* _Anweisung 1_
Schreibe aus dem Auszug über die Zeit rund um die Geburt des eigenen Babys wortgetreu alles auf, was von „Für so viel“ bis hinunter zu „kennt das nicht?“ reicht.

* _Ausgewählter Auszug_
────────

Für so viel in unserem Leben müssen wir kämpfen. Ja, auch die Menschen, die nach außen so scheinen, als hätten sie alles in die Wiege gelegt bekommen: auch diese müssen für Dinge arbeiten. Nicht jeder für die gleichen und auch nicht jeder setzt die gleichen Schwerpunkte – Gott sei Dank. Doch ganz sicher ist, wir alle sind irgendwann an einem Punkt angekommen, an dem wir gemerkt haben, dass es anstrengend wird. Dass das, was am Ende vielleicht leicht aussieht, auf dem Weg dahin ein Haufen Arbeit sein kann. Der Traumjob, das schöne Auto, die gute Beziehung zu seiner Mama, seinem Partner oder auch zu seinem Kind. Besonders um das Zwischenmenschliche muss man kämpfen, sich oft überwinden und Kompromisse eingehen. Wer kennt das nicht?
Wahrscheinlich hat es mit deinem Partner ganz gut geklappt, wenn du meinen Text liest. Denn wahrscheinlich befindest du dich in einer gleichen Situation wie ich. Wahrscheinlich erwartest du, oder hast ein Baby. Wenn nicht: Bleib trotzdem dran, denn ich würde mir wünschen, dass das, was ich hier aufschreibe, hängen bleibt.
Und dann ist der Tag erreicht und dein Baby kommt auf die Welt. Die Erwartungen sind hoch, wo doch klar ist, dass gleich ein kleiner Mensch auf die Welt kommt, der mit dir verbunden ist. Sozusagen eine kleine Miniversion deiner selbst. Ein neuer Mensch, den du ohne große Anstrengungen verstehen wirst, der dir jeden Tag vor Augen hält, weswegen wir eigentlich leben und dir das Glück der Welt zeigt. Ein Mensch, der dir klar macht, was es heißt, endlich angekommen zu sein und für den du auf der Stelle alles andere hinten anstellen willst.
Und dann ist der Tag erreicht und dein Baby kommt auf die Welt. Auf einmal ist da ein kleines Wesen. Es ist so unfassbar verrückt. Du schaust es dir unentwegt an und bist erschrocken, aufgeregt und natürlich voller Liebe zu dem, was du da geschaffen hast. Aber zu aller erst musst du dich ordnen, verstehen, was da gerade passiert ist.
So vergehen die ersten Tage. Die ersten Momente, Tage verstreichen. Deine Müdigkeit wächst und die Fragen in deinem Kopf werden immer mehr.

────────

* _Rohe Zeilen_
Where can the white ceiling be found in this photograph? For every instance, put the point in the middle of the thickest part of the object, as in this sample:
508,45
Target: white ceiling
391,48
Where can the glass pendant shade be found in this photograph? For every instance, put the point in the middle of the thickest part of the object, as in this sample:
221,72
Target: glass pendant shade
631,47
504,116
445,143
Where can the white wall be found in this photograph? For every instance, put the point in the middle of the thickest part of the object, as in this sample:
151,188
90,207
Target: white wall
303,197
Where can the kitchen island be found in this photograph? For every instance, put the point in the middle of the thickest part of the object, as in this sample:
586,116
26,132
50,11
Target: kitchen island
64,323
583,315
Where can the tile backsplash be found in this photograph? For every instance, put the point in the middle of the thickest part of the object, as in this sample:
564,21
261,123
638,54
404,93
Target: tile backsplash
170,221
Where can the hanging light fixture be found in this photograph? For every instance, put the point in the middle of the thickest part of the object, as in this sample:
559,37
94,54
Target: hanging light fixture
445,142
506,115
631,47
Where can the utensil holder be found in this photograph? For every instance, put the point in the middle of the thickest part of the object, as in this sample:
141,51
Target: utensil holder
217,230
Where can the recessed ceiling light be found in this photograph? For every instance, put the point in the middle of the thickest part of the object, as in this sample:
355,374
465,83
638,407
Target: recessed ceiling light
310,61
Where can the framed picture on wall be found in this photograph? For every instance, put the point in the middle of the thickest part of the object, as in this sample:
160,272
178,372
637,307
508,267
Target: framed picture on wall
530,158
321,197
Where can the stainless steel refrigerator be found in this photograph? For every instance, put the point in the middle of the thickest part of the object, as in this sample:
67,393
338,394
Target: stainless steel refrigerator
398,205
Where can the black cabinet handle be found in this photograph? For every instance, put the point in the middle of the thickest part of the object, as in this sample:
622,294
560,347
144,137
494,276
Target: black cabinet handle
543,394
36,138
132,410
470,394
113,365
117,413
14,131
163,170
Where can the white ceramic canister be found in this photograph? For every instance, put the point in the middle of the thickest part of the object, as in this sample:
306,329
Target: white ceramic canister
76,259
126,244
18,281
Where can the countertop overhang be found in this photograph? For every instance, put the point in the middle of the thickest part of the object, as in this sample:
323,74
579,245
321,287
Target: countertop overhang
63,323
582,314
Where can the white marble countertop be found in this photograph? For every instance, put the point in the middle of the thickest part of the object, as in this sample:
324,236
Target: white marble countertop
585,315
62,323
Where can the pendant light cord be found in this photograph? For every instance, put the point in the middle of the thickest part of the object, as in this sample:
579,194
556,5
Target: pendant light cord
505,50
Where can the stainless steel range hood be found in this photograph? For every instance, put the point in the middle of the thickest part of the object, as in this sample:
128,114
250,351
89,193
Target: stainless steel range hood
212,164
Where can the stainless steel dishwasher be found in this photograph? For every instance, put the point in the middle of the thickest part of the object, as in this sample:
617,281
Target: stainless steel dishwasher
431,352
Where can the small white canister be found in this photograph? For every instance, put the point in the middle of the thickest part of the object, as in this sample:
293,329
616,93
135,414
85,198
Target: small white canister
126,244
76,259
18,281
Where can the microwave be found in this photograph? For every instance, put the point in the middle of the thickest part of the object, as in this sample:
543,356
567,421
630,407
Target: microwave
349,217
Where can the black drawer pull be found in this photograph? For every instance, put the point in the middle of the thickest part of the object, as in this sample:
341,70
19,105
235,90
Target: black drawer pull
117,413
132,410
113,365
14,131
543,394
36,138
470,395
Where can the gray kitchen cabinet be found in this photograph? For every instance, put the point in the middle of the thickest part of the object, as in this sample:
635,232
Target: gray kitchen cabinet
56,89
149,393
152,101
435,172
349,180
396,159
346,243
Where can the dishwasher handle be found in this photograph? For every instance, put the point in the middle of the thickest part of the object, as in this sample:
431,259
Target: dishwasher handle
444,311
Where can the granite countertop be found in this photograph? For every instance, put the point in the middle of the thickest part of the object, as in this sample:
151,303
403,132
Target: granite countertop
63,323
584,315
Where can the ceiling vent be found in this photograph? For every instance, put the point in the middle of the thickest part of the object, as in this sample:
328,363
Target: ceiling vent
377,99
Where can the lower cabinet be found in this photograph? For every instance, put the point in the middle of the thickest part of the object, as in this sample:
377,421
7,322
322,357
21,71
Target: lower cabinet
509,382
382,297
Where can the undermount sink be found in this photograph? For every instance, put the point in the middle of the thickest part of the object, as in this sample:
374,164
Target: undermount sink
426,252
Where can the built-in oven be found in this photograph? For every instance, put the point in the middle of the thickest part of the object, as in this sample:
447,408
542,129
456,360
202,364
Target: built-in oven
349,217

────────

* _Anweisung 2_
Liste alle Zeilen auf, in denen die Zeichenfolge „kitchen“ vorkommt, jeweils im genauen Wortlaut.

* _Vollständige Antwort 1_
Für so viel in unserem Leben müssen wir kämpfen. Ja, auch die Menschen, die nach außen so scheinen, als hätten sie alles in die Wiege gelegt bekommen: auch diese müssen für Dinge arbeiten. Nicht jeder für die gleichen und auch nicht jeder setzt die gleichen Schwerpunkte – Gott sei Dank. Doch ganz sicher ist, wir alle sind irgendwann an einem Punkt angekommen, an dem wir gemerkt haben, dass es anstrengend wird. Dass das, was am Ende vielleicht leicht aussieht, auf dem Weg dahin ein Haufen Arbeit sein kann. Der Traumjob, das schöne Auto, die gute Beziehung zu seiner Mama, seinem Partner oder auch zu seinem Kind. Besonders um das Zwischenmenschliche muss man kämpfen, sich oft überwinden und Kompromisse eingehen. Wer kennt das nicht?

* _Vollständige Antwort 2_
Where can the kitchen island be found in this photograph? For every instance, put the point in the middle of the thickest part of the object, as in this sample:
Target: kitchen island
Where can the gray kitchen cabinet be found in this photograph? For every instance, put the point in the middle of the thickest part of the object, as in this sample:
Target: gray kitchen cabinet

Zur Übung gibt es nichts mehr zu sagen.